Out of pure coincidence, I stumbled across this blog post about Technical writing in 2049 by Fabrizio Ferri Benedetti as I reviewed some examples of my earliest technical writing. I thought this might be a good opportunity to reflect on the past to see into the future.
My oldest artifact of technical writing that I authored is a technical manual for a central patient monitoring system I built for a hospital in 1981. The oldest technical manual I could find in my library is an Air Force training manual from 1952. I’ve kept some other relics of technical writing, but most are still in boxes.
Fabrizio’s blog post ends with this line, “What do you think tech writing will look like in 2049? I’d love to hear your predictions!” With my historical artifacts in hand, I accept his challenge and offer this response.
While I can only imagine what I thought about the future in years past, I can use these artifacts as examples of where technical writing has been and where it might go. I can also use them to describe how hard it is to predict the effects of a technical disruption, except by saying, “The more things change, the more they stay the same.”
Tech comm 1999
25 years ago, we still mostly printed the tech docs in books, as we had done in the decades that preceded, although online documentation was clearly about to make its debut. For a short while, CDs replaced printed docs but soon after, tech docs were almost exclusively served online. Could I have imagined online docs in 1999? Probably, without too much imagination. After all, we already had AltaVista.
To look at the past, present, and the future of technical writing, I think it’s best to tease that apart into content, production, and use or audience.
I’ll leave out stakeholders, because I haven’t seen that change much since content went online and the business model for technical writing all but disappeared. That’s a conversation for another article.

○ ○ ○ ○ ○

Answer these questions from the text on technical writing:
(a) What did the author build for a hospital in 1981?
(b) What is the oldest technical manual in the author's library, and from what year?
(c) Into which three parts does the author separate technical writing?
The data has no connection to the text on technical writing.

○ ○ ○ ○ ○

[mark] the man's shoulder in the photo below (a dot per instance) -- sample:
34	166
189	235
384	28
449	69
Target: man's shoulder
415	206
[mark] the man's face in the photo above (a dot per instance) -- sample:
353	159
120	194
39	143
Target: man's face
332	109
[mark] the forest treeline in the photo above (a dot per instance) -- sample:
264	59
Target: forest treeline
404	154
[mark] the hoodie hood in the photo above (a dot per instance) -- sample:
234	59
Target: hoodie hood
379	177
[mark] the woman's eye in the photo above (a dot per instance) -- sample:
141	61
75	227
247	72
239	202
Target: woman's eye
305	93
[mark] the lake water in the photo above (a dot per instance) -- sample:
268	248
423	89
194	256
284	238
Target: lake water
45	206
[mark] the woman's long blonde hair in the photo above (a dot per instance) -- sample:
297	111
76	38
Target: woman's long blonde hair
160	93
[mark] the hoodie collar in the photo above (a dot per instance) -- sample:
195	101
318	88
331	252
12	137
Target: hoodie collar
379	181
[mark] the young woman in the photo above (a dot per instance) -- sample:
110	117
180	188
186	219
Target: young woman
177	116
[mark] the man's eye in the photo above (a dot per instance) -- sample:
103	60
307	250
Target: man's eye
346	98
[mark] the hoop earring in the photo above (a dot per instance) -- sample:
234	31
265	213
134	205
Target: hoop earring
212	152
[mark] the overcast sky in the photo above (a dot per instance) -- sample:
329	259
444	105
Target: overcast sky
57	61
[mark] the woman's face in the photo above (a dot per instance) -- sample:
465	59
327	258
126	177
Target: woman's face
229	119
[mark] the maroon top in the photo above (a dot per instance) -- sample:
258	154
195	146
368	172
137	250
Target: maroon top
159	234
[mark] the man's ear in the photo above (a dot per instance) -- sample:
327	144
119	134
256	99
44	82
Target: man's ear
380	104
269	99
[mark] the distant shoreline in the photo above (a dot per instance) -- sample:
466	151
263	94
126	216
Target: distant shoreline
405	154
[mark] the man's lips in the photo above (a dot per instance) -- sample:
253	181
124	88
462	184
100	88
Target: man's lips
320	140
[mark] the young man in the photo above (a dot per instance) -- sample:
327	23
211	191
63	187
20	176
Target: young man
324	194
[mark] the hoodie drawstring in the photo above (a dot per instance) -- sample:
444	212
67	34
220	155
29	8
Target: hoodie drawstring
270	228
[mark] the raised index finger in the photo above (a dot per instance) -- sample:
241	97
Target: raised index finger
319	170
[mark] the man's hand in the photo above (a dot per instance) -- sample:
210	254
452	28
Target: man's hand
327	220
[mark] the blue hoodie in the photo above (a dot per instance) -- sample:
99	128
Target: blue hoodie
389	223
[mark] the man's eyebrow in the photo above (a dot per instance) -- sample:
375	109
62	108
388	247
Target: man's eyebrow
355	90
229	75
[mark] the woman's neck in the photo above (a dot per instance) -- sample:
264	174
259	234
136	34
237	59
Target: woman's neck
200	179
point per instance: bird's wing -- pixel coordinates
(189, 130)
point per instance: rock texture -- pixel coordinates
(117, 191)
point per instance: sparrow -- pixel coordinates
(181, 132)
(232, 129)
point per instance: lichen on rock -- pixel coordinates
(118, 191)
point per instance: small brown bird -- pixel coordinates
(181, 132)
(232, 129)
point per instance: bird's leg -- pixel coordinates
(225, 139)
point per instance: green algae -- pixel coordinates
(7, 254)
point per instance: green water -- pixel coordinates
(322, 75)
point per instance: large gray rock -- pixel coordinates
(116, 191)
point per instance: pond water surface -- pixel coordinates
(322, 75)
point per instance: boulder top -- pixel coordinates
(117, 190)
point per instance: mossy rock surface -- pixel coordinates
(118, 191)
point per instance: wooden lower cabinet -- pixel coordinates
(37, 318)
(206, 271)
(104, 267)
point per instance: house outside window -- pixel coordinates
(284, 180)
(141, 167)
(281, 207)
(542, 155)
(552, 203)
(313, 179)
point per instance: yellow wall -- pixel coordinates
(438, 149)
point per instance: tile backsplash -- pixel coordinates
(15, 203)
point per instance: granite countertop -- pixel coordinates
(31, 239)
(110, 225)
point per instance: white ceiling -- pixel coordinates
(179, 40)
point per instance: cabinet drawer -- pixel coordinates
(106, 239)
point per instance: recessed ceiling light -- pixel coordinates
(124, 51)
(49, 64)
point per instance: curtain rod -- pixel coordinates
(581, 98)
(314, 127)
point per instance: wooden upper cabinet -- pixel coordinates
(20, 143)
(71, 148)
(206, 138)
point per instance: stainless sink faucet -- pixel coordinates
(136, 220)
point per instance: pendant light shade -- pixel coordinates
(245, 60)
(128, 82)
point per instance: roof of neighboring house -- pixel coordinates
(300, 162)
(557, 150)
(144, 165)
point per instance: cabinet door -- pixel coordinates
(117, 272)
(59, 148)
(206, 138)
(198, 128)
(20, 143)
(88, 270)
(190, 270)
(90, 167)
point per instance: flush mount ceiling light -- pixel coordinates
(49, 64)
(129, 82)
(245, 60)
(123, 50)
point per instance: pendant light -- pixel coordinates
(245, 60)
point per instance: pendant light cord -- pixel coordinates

○ ○ ○ ○ ○

### Solution
(a) A central patient monitoring system.
(b) An Air Force training manual from 1952.
(c) Content, production, and use or audience.